----- EXERCISE INPUTS
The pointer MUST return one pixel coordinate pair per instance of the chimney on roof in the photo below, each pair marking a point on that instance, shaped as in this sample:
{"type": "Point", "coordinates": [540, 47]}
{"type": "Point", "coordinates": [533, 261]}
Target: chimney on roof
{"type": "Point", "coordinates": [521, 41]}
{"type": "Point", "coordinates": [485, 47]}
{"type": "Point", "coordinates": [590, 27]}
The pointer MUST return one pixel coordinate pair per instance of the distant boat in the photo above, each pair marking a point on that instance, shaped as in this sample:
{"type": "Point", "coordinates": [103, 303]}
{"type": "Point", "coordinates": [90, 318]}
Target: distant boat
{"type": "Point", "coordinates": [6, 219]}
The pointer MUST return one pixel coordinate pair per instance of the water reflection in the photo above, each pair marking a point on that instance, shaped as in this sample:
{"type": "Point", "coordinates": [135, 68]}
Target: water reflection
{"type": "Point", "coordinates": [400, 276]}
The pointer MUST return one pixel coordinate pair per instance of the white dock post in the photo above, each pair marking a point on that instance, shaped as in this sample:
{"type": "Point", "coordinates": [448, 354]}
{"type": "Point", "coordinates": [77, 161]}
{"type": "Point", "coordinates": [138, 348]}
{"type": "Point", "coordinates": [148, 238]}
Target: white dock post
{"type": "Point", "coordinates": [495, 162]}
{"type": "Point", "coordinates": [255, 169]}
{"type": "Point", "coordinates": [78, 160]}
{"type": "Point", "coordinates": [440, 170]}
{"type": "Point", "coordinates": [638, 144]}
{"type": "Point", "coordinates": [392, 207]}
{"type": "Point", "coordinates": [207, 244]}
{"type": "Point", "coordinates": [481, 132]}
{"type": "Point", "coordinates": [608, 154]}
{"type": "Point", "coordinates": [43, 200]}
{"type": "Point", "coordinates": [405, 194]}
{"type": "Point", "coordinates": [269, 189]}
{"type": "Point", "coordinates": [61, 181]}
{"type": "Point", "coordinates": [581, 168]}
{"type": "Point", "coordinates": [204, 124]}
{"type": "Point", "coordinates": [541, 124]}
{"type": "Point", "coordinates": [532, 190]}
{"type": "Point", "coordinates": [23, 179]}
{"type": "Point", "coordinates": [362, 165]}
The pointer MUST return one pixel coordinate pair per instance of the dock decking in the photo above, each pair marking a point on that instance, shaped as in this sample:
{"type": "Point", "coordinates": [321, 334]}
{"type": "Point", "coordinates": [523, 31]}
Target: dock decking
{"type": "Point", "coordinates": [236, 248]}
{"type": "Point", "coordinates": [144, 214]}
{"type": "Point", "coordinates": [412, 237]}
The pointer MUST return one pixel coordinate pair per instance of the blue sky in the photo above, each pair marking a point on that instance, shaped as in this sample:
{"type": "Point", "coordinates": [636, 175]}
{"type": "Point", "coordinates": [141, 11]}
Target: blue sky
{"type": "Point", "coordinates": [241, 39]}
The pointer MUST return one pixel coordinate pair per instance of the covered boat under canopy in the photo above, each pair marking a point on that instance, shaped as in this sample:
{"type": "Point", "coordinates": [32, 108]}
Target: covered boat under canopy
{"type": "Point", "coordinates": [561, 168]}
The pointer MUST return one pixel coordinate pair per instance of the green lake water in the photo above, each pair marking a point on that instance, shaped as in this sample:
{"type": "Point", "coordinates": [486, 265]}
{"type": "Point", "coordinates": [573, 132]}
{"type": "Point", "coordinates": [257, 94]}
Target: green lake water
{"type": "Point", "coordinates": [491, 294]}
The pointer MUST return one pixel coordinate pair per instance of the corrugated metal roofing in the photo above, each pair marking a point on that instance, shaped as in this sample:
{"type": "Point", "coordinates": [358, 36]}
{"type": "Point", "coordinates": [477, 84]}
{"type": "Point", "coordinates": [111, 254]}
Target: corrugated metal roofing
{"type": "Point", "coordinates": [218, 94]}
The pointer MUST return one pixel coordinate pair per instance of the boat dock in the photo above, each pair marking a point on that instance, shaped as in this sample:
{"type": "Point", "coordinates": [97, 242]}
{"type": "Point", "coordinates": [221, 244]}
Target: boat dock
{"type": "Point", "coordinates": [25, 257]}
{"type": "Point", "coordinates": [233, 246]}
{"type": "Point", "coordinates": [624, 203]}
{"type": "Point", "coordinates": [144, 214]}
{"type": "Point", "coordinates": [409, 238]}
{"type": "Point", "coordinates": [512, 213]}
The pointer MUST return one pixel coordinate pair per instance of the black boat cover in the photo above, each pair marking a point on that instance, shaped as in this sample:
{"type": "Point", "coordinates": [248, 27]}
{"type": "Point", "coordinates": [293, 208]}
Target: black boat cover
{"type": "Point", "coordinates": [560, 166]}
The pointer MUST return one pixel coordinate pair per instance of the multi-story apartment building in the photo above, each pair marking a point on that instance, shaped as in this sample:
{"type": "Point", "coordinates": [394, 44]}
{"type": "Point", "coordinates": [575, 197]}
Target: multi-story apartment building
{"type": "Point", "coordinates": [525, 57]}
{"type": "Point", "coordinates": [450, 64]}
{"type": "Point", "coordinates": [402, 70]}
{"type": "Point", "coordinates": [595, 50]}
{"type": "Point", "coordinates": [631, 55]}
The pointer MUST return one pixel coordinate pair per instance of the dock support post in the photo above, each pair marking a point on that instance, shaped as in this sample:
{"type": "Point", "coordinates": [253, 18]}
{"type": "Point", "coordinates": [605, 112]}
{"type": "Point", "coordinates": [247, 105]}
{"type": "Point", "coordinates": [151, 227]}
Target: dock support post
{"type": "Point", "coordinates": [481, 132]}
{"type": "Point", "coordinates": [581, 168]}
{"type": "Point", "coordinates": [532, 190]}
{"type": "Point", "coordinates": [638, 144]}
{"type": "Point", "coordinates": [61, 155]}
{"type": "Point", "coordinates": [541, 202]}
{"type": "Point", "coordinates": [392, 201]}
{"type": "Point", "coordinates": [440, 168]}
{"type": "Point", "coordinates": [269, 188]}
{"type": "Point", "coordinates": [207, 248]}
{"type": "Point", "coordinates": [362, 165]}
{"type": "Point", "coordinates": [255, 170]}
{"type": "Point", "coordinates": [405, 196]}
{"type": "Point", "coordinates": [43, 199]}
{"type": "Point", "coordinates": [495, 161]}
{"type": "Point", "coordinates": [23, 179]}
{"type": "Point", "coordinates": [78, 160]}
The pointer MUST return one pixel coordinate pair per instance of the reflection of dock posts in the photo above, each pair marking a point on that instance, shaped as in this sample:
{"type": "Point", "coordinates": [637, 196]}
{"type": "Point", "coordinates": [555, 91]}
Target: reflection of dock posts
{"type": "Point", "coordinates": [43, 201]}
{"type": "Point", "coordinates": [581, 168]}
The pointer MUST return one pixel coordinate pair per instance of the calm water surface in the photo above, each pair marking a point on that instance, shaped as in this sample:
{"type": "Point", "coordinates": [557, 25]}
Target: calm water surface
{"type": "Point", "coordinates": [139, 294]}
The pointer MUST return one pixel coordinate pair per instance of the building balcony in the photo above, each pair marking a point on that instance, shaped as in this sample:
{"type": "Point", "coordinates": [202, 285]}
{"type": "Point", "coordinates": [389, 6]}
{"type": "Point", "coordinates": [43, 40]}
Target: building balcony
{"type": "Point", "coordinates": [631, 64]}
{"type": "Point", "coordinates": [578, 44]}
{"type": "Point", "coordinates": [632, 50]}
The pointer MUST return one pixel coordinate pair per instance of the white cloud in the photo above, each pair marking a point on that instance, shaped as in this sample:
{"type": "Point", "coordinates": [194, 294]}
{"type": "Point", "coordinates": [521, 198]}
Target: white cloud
----------
**EXERCISE DIRECTIONS**
Write all of the records out again exactly.

**ANSWER TO THIS EXERCISE**
The pointer MUST return one pixel coordinate pair per instance of the chimney on roof in the photo below, each pair marking a point on that instance, shaped as in this sample:
{"type": "Point", "coordinates": [540, 47]}
{"type": "Point", "coordinates": [533, 261]}
Target: chimney on roof
{"type": "Point", "coordinates": [521, 41]}
{"type": "Point", "coordinates": [485, 47]}
{"type": "Point", "coordinates": [590, 27]}
The pointer MUST return one pixel coordinate pair per instance of the distant boat in the photo above, each pair marking a point on that instance, shaped as in this sample:
{"type": "Point", "coordinates": [103, 303]}
{"type": "Point", "coordinates": [90, 318]}
Target: distant boat
{"type": "Point", "coordinates": [6, 219]}
The pointer MUST return one pixel coordinate pair per instance of the water reflection in the photo above, each pair marking a point on that instance, shaped as in this sample:
{"type": "Point", "coordinates": [135, 68]}
Target: water reflection
{"type": "Point", "coordinates": [400, 276]}
The pointer MUST return one pixel coordinate pair per instance of the white dock post in the photo above, each pair marking a point on that instance, shaped as in this sample:
{"type": "Point", "coordinates": [448, 354]}
{"type": "Point", "coordinates": [77, 161]}
{"type": "Point", "coordinates": [138, 348]}
{"type": "Point", "coordinates": [148, 238]}
Target: white dock post
{"type": "Point", "coordinates": [495, 162]}
{"type": "Point", "coordinates": [255, 169]}
{"type": "Point", "coordinates": [78, 160]}
{"type": "Point", "coordinates": [440, 170]}
{"type": "Point", "coordinates": [638, 144]}
{"type": "Point", "coordinates": [392, 207]}
{"type": "Point", "coordinates": [207, 244]}
{"type": "Point", "coordinates": [481, 132]}
{"type": "Point", "coordinates": [608, 154]}
{"type": "Point", "coordinates": [43, 200]}
{"type": "Point", "coordinates": [405, 194]}
{"type": "Point", "coordinates": [269, 189]}
{"type": "Point", "coordinates": [61, 181]}
{"type": "Point", "coordinates": [581, 168]}
{"type": "Point", "coordinates": [204, 124]}
{"type": "Point", "coordinates": [541, 124]}
{"type": "Point", "coordinates": [532, 190]}
{"type": "Point", "coordinates": [23, 179]}
{"type": "Point", "coordinates": [362, 165]}
The pointer MUST return one pixel coordinate pair per instance of the dock decking in the photo above, each pair marking a point on that instance, shaped as in this sample:
{"type": "Point", "coordinates": [321, 334]}
{"type": "Point", "coordinates": [523, 31]}
Target: dock decking
{"type": "Point", "coordinates": [236, 248]}
{"type": "Point", "coordinates": [144, 214]}
{"type": "Point", "coordinates": [412, 237]}
The pointer MUST return one pixel coordinate pair per instance of the blue sky in the photo above, each pair marking a point on that instance, shaped as in this sample:
{"type": "Point", "coordinates": [636, 175]}
{"type": "Point", "coordinates": [141, 11]}
Target: blue sky
{"type": "Point", "coordinates": [241, 39]}
The pointer MUST return one pixel coordinate pair per instance of the covered boat under canopy in the photo above, each pair marking a point on that instance, shaped as in this sample:
{"type": "Point", "coordinates": [32, 108]}
Target: covered boat under canopy
{"type": "Point", "coordinates": [561, 168]}
The pointer MUST return one pixel coordinate pair per instance of the green lake water in the photo above, each pair marking a point on that instance, shaped as in this sample:
{"type": "Point", "coordinates": [486, 265]}
{"type": "Point", "coordinates": [573, 132]}
{"type": "Point", "coordinates": [257, 94]}
Target: green lake water
{"type": "Point", "coordinates": [491, 294]}
The pointer MUST return one pixel coordinate pair per instance of the corrugated metal roofing in the photo above, each pair marking a point on that instance, shaped as in this sample:
{"type": "Point", "coordinates": [358, 36]}
{"type": "Point", "coordinates": [477, 84]}
{"type": "Point", "coordinates": [111, 254]}
Target: corrugated metal roofing
{"type": "Point", "coordinates": [218, 94]}
The pointer MUST return one pixel coordinate pair per instance of the boat dock in the photo above, each pair marking a point on that instance, shaped as in this sample:
{"type": "Point", "coordinates": [97, 242]}
{"type": "Point", "coordinates": [221, 244]}
Target: boat dock
{"type": "Point", "coordinates": [25, 257]}
{"type": "Point", "coordinates": [233, 246]}
{"type": "Point", "coordinates": [624, 203]}
{"type": "Point", "coordinates": [144, 214]}
{"type": "Point", "coordinates": [409, 238]}
{"type": "Point", "coordinates": [512, 213]}
The pointer MUST return one pixel coordinate pair per instance of the black boat cover in the photo above, each pair marking a point on that instance, shaped as in this sample:
{"type": "Point", "coordinates": [248, 27]}
{"type": "Point", "coordinates": [293, 208]}
Target: black boat cover
{"type": "Point", "coordinates": [560, 166]}
The pointer MUST return one pixel coordinate pair per instance of the multi-story apartment building in the photo above, each pair marking a point on that instance, shaped as in this sample:
{"type": "Point", "coordinates": [394, 44]}
{"type": "Point", "coordinates": [575, 197]}
Target: multi-story apartment building
{"type": "Point", "coordinates": [525, 57]}
{"type": "Point", "coordinates": [450, 64]}
{"type": "Point", "coordinates": [402, 70]}
{"type": "Point", "coordinates": [595, 50]}
{"type": "Point", "coordinates": [631, 55]}
The pointer MUST return one pixel coordinate pair per instance of the dock support post in the photo above, each pair marking a point on that instance, shaped as in this sample:
{"type": "Point", "coordinates": [253, 18]}
{"type": "Point", "coordinates": [605, 112]}
{"type": "Point", "coordinates": [247, 105]}
{"type": "Point", "coordinates": [151, 227]}
Target: dock support post
{"type": "Point", "coordinates": [481, 132]}
{"type": "Point", "coordinates": [581, 168]}
{"type": "Point", "coordinates": [532, 190]}
{"type": "Point", "coordinates": [638, 144]}
{"type": "Point", "coordinates": [61, 155]}
{"type": "Point", "coordinates": [541, 202]}
{"type": "Point", "coordinates": [392, 201]}
{"type": "Point", "coordinates": [440, 168]}
{"type": "Point", "coordinates": [269, 188]}
{"type": "Point", "coordinates": [207, 248]}
{"type": "Point", "coordinates": [362, 165]}
{"type": "Point", "coordinates": [255, 170]}
{"type": "Point", "coordinates": [405, 196]}
{"type": "Point", "coordinates": [43, 199]}
{"type": "Point", "coordinates": [495, 161]}
{"type": "Point", "coordinates": [23, 179]}
{"type": "Point", "coordinates": [78, 160]}
The pointer MUST return one pixel coordinate pair per instance of the reflection of dock posts in the photo above, each pair marking a point on that instance, shaped as in this sample:
{"type": "Point", "coordinates": [637, 196]}
{"type": "Point", "coordinates": [555, 91]}
Target: reflection of dock posts
{"type": "Point", "coordinates": [43, 201]}
{"type": "Point", "coordinates": [581, 168]}
The pointer MUST return one pixel coordinate pair per instance of the calm water surface in the photo above, each pair marking a point on that instance, shaped as in this sample:
{"type": "Point", "coordinates": [557, 25]}
Target: calm water surface
{"type": "Point", "coordinates": [139, 294]}
The pointer MUST return one pixel coordinate pair per instance of the building balcony in the photo above, each pair marking a point on that instance, shaped as in this sample:
{"type": "Point", "coordinates": [202, 285]}
{"type": "Point", "coordinates": [389, 6]}
{"type": "Point", "coordinates": [43, 40]}
Target: building balcony
{"type": "Point", "coordinates": [631, 64]}
{"type": "Point", "coordinates": [578, 44]}
{"type": "Point", "coordinates": [632, 50]}
The pointer MUST return one pixel coordinate pair per instance of the white cloud in the photo above, each pair marking a point on that instance, shaped as in this sample:
{"type": "Point", "coordinates": [194, 294]}
{"type": "Point", "coordinates": [521, 198]}
Target: white cloud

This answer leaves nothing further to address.